> [EXERCISE DIRECTIONS] Write the data below out again, with each line matching the original.

Items listed in a dataset
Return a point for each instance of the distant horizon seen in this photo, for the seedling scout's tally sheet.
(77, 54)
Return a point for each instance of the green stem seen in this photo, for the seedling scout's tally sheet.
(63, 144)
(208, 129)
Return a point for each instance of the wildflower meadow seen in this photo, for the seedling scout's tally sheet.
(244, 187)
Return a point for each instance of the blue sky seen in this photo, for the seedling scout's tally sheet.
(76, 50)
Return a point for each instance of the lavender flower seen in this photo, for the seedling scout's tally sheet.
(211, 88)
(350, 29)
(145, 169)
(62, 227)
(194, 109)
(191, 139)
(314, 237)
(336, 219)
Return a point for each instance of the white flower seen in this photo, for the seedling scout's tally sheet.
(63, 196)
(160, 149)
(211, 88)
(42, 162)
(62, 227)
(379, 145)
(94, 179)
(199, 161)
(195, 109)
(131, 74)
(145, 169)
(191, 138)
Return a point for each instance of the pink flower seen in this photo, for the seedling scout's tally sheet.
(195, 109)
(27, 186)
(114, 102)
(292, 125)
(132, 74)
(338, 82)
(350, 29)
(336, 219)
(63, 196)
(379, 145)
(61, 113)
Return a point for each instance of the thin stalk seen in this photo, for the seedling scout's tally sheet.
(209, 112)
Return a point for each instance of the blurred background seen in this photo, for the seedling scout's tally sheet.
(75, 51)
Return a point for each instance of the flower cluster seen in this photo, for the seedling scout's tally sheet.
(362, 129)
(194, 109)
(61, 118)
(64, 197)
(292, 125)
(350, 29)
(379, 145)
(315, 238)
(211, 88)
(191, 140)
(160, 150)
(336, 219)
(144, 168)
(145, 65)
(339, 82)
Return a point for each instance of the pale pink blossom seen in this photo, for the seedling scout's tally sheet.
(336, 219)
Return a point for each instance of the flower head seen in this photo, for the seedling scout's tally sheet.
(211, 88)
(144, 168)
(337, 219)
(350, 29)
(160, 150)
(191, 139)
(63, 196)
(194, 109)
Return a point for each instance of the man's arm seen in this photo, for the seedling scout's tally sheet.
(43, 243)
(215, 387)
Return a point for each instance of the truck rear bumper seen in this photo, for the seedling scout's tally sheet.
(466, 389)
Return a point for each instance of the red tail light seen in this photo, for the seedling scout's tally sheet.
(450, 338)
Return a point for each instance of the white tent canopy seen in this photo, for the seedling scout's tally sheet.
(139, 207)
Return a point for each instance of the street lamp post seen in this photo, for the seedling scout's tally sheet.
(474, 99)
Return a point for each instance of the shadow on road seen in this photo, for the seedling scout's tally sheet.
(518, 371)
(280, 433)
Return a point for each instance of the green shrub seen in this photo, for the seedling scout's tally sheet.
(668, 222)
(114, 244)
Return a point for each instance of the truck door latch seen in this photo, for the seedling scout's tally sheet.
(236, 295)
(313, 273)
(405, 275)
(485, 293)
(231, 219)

> [SOLVED PROBLEM]
Return a point for each instance of the distant horizon seen in this photo, for the seedling scout's tally sheet.
(77, 54)
Return a point for each instance of the green stem seen in this photo, for the seedling scout's tally sheet.
(63, 144)
(208, 129)
Return a point for each instance of the wildflower meadow seen in this photo, for the seedling scout's tally sheet.
(244, 187)
Return a point for each instance of the blue sky seen in this photo, for the seedling scout's tally sheet.
(76, 50)
Return a point for each instance of the lavender flower seen in this photo, for the seedling scout's tally sheet.
(211, 88)
(350, 29)
(145, 169)
(62, 227)
(194, 109)
(191, 139)
(314, 237)
(336, 219)
Return a point for each instance of the white flower seen in this photo, for the seedling scout's tally sheet.
(63, 196)
(160, 149)
(211, 88)
(42, 162)
(62, 227)
(379, 145)
(94, 179)
(199, 161)
(195, 109)
(131, 74)
(145, 169)
(191, 138)
Return a point for each instance of the pink flower seen in this photo, for the seedling scout's tally sheet.
(195, 109)
(27, 186)
(114, 102)
(292, 125)
(132, 74)
(338, 82)
(350, 29)
(336, 219)
(63, 196)
(379, 145)
(61, 113)
Return a point for each instance of the thin stalk seen in this photo, for the seedling scout's tally sheet.
(209, 112)
Return a point for each instance of the blurred background seen in this photo, for the seedling scout's tally sheet.
(75, 51)
Return a point for each instance of the flower cluster seen in this photo, for the seedling scout's tally sheet.
(362, 129)
(194, 109)
(61, 118)
(64, 197)
(292, 125)
(350, 29)
(379, 145)
(315, 238)
(211, 88)
(191, 140)
(160, 150)
(336, 219)
(144, 168)
(145, 65)
(339, 82)
Return a point for each instance of the pale pink blossom seen in this photo, for the seedling scout's tally sheet.
(336, 219)
Return a point for each instance of the flower head seen in this photo, for the seedling scout's tally sheet.
(211, 88)
(144, 168)
(337, 219)
(350, 29)
(160, 150)
(191, 139)
(63, 196)
(194, 109)
Return a point for each instance of the man's arm seen in this photo, for the seedling scout's tally sheet.
(43, 243)
(215, 387)
Return a point for each instance of the truck rear bumper seen in this photo, for the seedling scout's tally sheet.
(466, 389)
Return a point for each instance of the red tail light seen in this photo, for the seedling scout's tally sheet.
(450, 338)
Return a point for each instance of the white tent canopy seen in this photo, for the seedling scout's tally sheet.
(139, 207)
Return a point for each instance of the street lamp post seen in this photo, for the seedling scout's tally sheet.
(474, 99)
Return a point for each instance of the shadow on road seen in this photo, for the seedling scout's tally sheet.
(518, 371)
(280, 433)
Return a point for each instance of the green shrub seen in this photo, for the seedling scout's tally sheet.
(668, 222)
(114, 244)
Return a point for each instance of the truck door latch seen in this photo, for the seedling scout's tally sheet.
(236, 295)
(313, 273)
(405, 275)
(485, 293)
(231, 219)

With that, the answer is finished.